Data to examine -

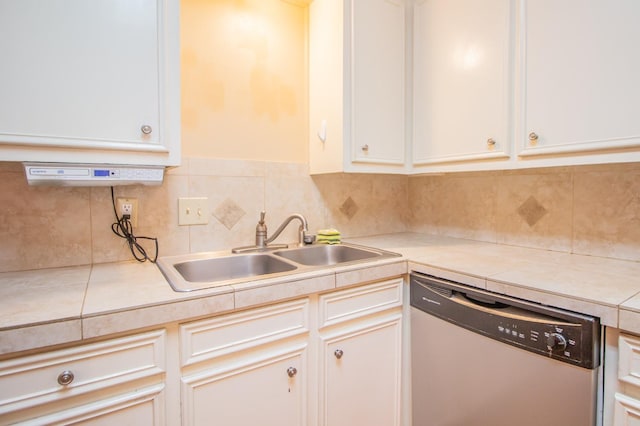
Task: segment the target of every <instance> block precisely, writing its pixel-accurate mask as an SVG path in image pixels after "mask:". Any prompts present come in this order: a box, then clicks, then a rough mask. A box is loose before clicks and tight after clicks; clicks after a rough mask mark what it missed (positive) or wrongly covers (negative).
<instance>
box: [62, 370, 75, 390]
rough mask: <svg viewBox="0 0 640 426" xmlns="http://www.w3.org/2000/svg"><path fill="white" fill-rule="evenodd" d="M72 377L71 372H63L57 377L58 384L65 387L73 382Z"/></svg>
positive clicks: (72, 375)
mask: <svg viewBox="0 0 640 426" xmlns="http://www.w3.org/2000/svg"><path fill="white" fill-rule="evenodd" d="M74 377H75V376H74V375H73V373H72V372H71V371H69V370H65V371H63V372H62V373H60V374H59V375H58V383H59V384H61V385H62V386H67V385H68V384H71V382H73V379H74Z"/></svg>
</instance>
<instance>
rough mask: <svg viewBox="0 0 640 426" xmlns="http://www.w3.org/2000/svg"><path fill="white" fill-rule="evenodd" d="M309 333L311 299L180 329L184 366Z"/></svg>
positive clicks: (260, 309)
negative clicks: (310, 302)
mask: <svg viewBox="0 0 640 426" xmlns="http://www.w3.org/2000/svg"><path fill="white" fill-rule="evenodd" d="M308 332H309V299H302V300H296V301H293V302H287V303H280V304H277V305H273V306H267V307H264V308H258V309H251V310H248V311H243V312H237V313H233V314H228V315H221V316H218V317H214V318H209V319H205V320H201V321H194V322H190V323H187V324H183V325H181V326H180V351H181V363H182V366H186V365H191V364H194V363H197V362H201V361H204V360H207V359H211V358H215V357H218V356H222V355H226V354H229V353H231V352H236V351H240V350H243V349H246V348H249V347H254V346H258V345H262V344H266V343H270V342H274V341H277V340H280V339H283V338H285V337H290V336H295V335H299V334H302V333H308Z"/></svg>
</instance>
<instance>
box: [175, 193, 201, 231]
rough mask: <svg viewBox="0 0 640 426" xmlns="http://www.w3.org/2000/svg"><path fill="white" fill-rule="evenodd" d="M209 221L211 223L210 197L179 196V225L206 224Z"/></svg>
mask: <svg viewBox="0 0 640 426" xmlns="http://www.w3.org/2000/svg"><path fill="white" fill-rule="evenodd" d="M207 223H209V199H208V198H206V197H192V198H178V225H206V224H207Z"/></svg>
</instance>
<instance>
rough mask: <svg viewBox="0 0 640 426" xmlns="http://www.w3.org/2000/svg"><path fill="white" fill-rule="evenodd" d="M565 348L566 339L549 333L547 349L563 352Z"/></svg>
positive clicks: (560, 336)
mask: <svg viewBox="0 0 640 426" xmlns="http://www.w3.org/2000/svg"><path fill="white" fill-rule="evenodd" d="M566 348H567V339H565V338H564V336H563V335H562V334H559V333H551V334H549V337H547V349H549V350H550V351H556V350H559V351H563V350H565V349H566Z"/></svg>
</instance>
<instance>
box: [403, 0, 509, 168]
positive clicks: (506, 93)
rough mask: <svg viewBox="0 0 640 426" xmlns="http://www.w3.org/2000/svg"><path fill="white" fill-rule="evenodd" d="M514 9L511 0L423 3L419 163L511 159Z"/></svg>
mask: <svg viewBox="0 0 640 426" xmlns="http://www.w3.org/2000/svg"><path fill="white" fill-rule="evenodd" d="M512 9H513V8H512V6H511V1H510V0H487V1H483V2H477V1H474V0H422V1H418V2H416V4H415V9H414V50H413V54H414V57H413V61H414V62H413V76H414V118H413V126H414V135H413V138H414V140H413V146H414V149H413V163H414V167H420V166H431V169H432V170H433V166H434V165H446V164H454V163H461V162H467V163H468V162H480V161H483V160H487V159H508V158H509V152H510V145H511V137H510V129H511V126H510V122H511V113H510V107H511V101H510V99H511V94H512V90H511V87H512V84H511V75H512V72H511V66H510V64H511V61H512V54H511V52H512V46H511V43H510V40H511V39H512V37H513V36H512V34H513V30H512V25H511V23H512V19H511V14H512ZM493 167H494V168H495V166H493Z"/></svg>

Work instruction - Copy all of the lines above word for word, without the pictures.

Solution to this task -
Task: segment the target of every <instance> block precisely, writing its pixel-accurate mask as an SVG path in image pixels after "mask:". Any prompts present come in this order: a box, then clicks, then a rough mask. A box is loose before clicks and tight after clicks; clicks after a rough mask mark what it missed (positive) or wrongly covers (negative).
<instance>
box: [62, 370, 75, 390]
rough mask: <svg viewBox="0 0 640 426" xmlns="http://www.w3.org/2000/svg"><path fill="white" fill-rule="evenodd" d="M72 377L71 372H63L57 377L58 384L65 387L73 382Z"/></svg>
positive clicks: (72, 375)
mask: <svg viewBox="0 0 640 426" xmlns="http://www.w3.org/2000/svg"><path fill="white" fill-rule="evenodd" d="M74 377H75V376H74V375H73V373H72V372H71V371H69V370H65V371H63V372H62V373H60V374H59V375H58V383H59V384H61V385H62V386H67V385H68V384H71V382H73V379H74Z"/></svg>
</instance>
<instance>
rough mask: <svg viewBox="0 0 640 426" xmlns="http://www.w3.org/2000/svg"><path fill="white" fill-rule="evenodd" d="M309 333L311 299L180 329L184 366Z"/></svg>
positive clicks: (260, 309)
negative clicks: (310, 302)
mask: <svg viewBox="0 0 640 426" xmlns="http://www.w3.org/2000/svg"><path fill="white" fill-rule="evenodd" d="M308 332H309V299H302V300H296V301H293V302H287V303H280V304H277V305H273V306H267V307H264V308H258V309H251V310H248V311H243V312H237V313H233V314H228V315H221V316H218V317H214V318H209V319H205V320H201V321H194V322H190V323H187V324H183V325H181V326H180V351H181V363H182V366H186V365H191V364H194V363H197V362H201V361H204V360H207V359H211V358H215V357H218V356H222V355H226V354H229V353H231V352H236V351H240V350H243V349H246V348H249V347H254V346H258V345H262V344H266V343H270V342H274V341H277V340H280V339H283V338H285V337H290V336H295V335H299V334H302V333H308Z"/></svg>
</instance>
<instance>
box: [175, 193, 201, 231]
rough mask: <svg viewBox="0 0 640 426" xmlns="http://www.w3.org/2000/svg"><path fill="white" fill-rule="evenodd" d="M209 221L211 223L210 197L179 196V225L206 224Z"/></svg>
mask: <svg viewBox="0 0 640 426" xmlns="http://www.w3.org/2000/svg"><path fill="white" fill-rule="evenodd" d="M207 223H209V199H208V198H206V197H192V198H178V225H206V224H207Z"/></svg>
</instance>
<instance>
rough mask: <svg viewBox="0 0 640 426" xmlns="http://www.w3.org/2000/svg"><path fill="white" fill-rule="evenodd" d="M565 348L566 339L549 333L547 349L563 352Z"/></svg>
positive clicks: (560, 336)
mask: <svg viewBox="0 0 640 426" xmlns="http://www.w3.org/2000/svg"><path fill="white" fill-rule="evenodd" d="M566 348H567V339H565V338H564V336H563V335H562V334H559V333H551V334H549V337H547V349H549V350H550V351H556V350H559V351H563V350H565V349H566Z"/></svg>
</instance>
<instance>
box: [403, 0, 509, 168]
positive clicks: (506, 93)
rough mask: <svg viewBox="0 0 640 426" xmlns="http://www.w3.org/2000/svg"><path fill="white" fill-rule="evenodd" d="M514 9L511 0L423 3L419 163L511 159Z"/></svg>
mask: <svg viewBox="0 0 640 426" xmlns="http://www.w3.org/2000/svg"><path fill="white" fill-rule="evenodd" d="M512 9H513V8H512V6H511V1H510V0H487V1H483V2H477V1H474V0H422V1H418V2H416V4H415V9H414V50H413V54H414V57H413V61H414V62H413V76H414V118H413V126H414V135H413V138H414V140H413V146H414V149H413V163H414V167H420V166H431V169H432V170H433V166H434V165H446V164H454V163H461V162H467V163H468V162H480V161H483V160H487V159H508V158H509V152H510V145H511V137H510V129H511V126H510V122H511V113H510V107H511V101H510V99H511V94H512V90H511V87H512V84H511V75H512V72H511V66H510V64H511V61H512V54H511V52H512V46H511V43H510V40H511V39H512V37H513V36H512V34H513V30H512V25H511V23H512V19H511V14H512ZM493 167H494V168H495V166H493Z"/></svg>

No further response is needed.